文本节选:
>>>>>

NLP基本业务范围
admin
2024-03-04 02:15:44
0

1,文本纠错(query纠错),可用于爬取的新闻资讯等进行预处理,去掉错别字、可用于搜索业务中query词纠错、可用于对话中的智能改错。中文相关的纠错paper

两个指标:过纠率(FAR,也就误报率),召回率

过纠率:正确的句子被改错的比率(FAR=正确句子被错纠的个数/正确句子个数);召回率:错误的句子被全部纠正的比率。较大的过纠率将会对系统和用户体验带来负面效果。因而,纠对句子数量远远大于被改错句子的数量,如果句子出错概率是K,则K*RECALL>>(1-K)*FAR。

github1,并不是说有了huggingface就可以拿来用,关键是在此基础上进行修改和设计模型,fine-tune,这才是水平和能力。

2,掩蔽词masked language model

from transformers import pipeline
unmasker = pipeline('fill-mask', model='bert-base-uncased')
unmasker("what a [MASK] blog.")
[{'score': 0.32585206627845764, 'token': 2307, 'token_str': 'great', 'sequence': 'what a great blog.'}, {'score': 0.04082264378666878, 'token': 3376, 'token_str': 'beautiful', 'sequence': 'what a beautiful blog.'}, {'score': 0.040087465196847916, 'token': 8403, 'token_str': 'lovely', 'sequence': 'what a lovely blog.'}, {'score': 0.03804076090455055, 'token': 6919, 'token_str': 'wonderful', 'sequence': 'what a wonderful blog.'}, {'score': 0.028535649180412292, 'token': 2204, 'token_str': 'good', 'sequence': 'what a good blog.'}]

获得sentence embedding,当然也有sentence Transform那个库,这里也可以的。

from transformers import BertTokenizer, BertModel
tokenizer = BertTokenizer.from_pretrained('bert-base-uncased')
model = BertModel.from_pretrained("bert-base-uncased")
text = "what a great blog I have seen."
encoded_input = tokenizer(text, return_tensors='pt')
output = model(**encoded_input)
output.pooler_output#(1,768)
output.last_hidden_state.shape
torch.Size([1, 12, 768])

3,实体词识别NER

先说分词,这是基本操作,模型是上面的uncased,wordpiece级别分词

from transformers import AutoTokenizer
tokenizer = AutoTokenizer.from_pretrained("bert-base-uncased")
sentence = "what a great blog I have seen in China!"
tokens = tokenizer.tokenize(sentence)
>>> tokens
['what', 'a', 'great', 'blog', 'i', 'have', 'seen', 'in', 'china', '!']
#全部改成了小写
ids=tokenizer.convert_tokens_to_ids(tokens)

<<<<<

给定记录:

>>>>>

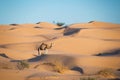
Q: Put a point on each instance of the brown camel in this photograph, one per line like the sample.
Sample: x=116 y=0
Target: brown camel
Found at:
x=44 y=47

<<<<<

操作指令:
(1) 把上方记录的各行排成 Markdown 表格,列名为"序号"和"内容",空行不计,图片不放进结果。
(2) 续写那篇介绍 NLP 基本业务范围的文字,从它最后一句之后接着写。
文本与记录彼此独立,互不相关。

依次结果:
(1)
| 序号 | 内容 |
|---|---|
| 1 | Q: Put a point on each instance of the brown camel in this photograph, one per line like the sample. |
| 2 | Sample: x=116 y=0 |
| 3 | Target: brown camel |
| 4 | Found at: |
| 5 | x=44 y=47 |

(2)
>>> ids
[2054, 1037, 2307, 9927, 1045, 2031, 2464, 1999, 2859, 999]
strings=tokenizer.decode(ids)
>>> strings
'what a great blog i have seen in china!'

采用cased模型,当然其中的ids也不同,因为训练数据不同,那么词表也不同,故而ids不同

tokenizer = AutoTokenizer.from_pretrained("bert-base-cased")
。。。
>>> tokens
['what', 'a', 'great', 'blog', 'I', 'have', 'seen', 'in', 'China', '!']
>>> ids
[1184, 170, 1632, 10679, 146, 1138, 1562, 1107, 1975, 106]
>>> strings
'what a great blog I have seen in China!'

NER 实体识别就是实体分类(entity token classification)

types of entities: location (LOC), organizations (ORG), person (PER) and Miscellaneous (MISC).

位置,组织,人名,杂乱的,这4个是实体识别的重点,又具体分为:

OOutside of a named entity
B-MISBeginning of a miscellaneous entity right after another miscellaneous entity
I-MISMiscellaneous entity
B-PERBeginning of a person’s name right after another person’s name
I-PERPerson’s name
B-ORGBeginning of an organization right after another organization
I-ORGorganization
B-LOCBeginning of a location right after another location
I-LOCLocation

总之,前加B就是Beginning,I就是本体,I可以去掉,O就是啥都不是,非实体。

from transformers import AutoTokenizer, AutoModelForTokenClassification
from transformers import pipelinetokenizer = AutoTokenizer.from_pretrained("dslim/bert-base-NER")
model = AutoModelForTokenClassification.from_pretrained("dslim/bert-base-NER")
nlp = pipeline("ner", model=model, tokenizer=tokenizer)
example = "My name is Xiaoming and I live in Beijing, I love you forver !"
ner_results = nlp(example)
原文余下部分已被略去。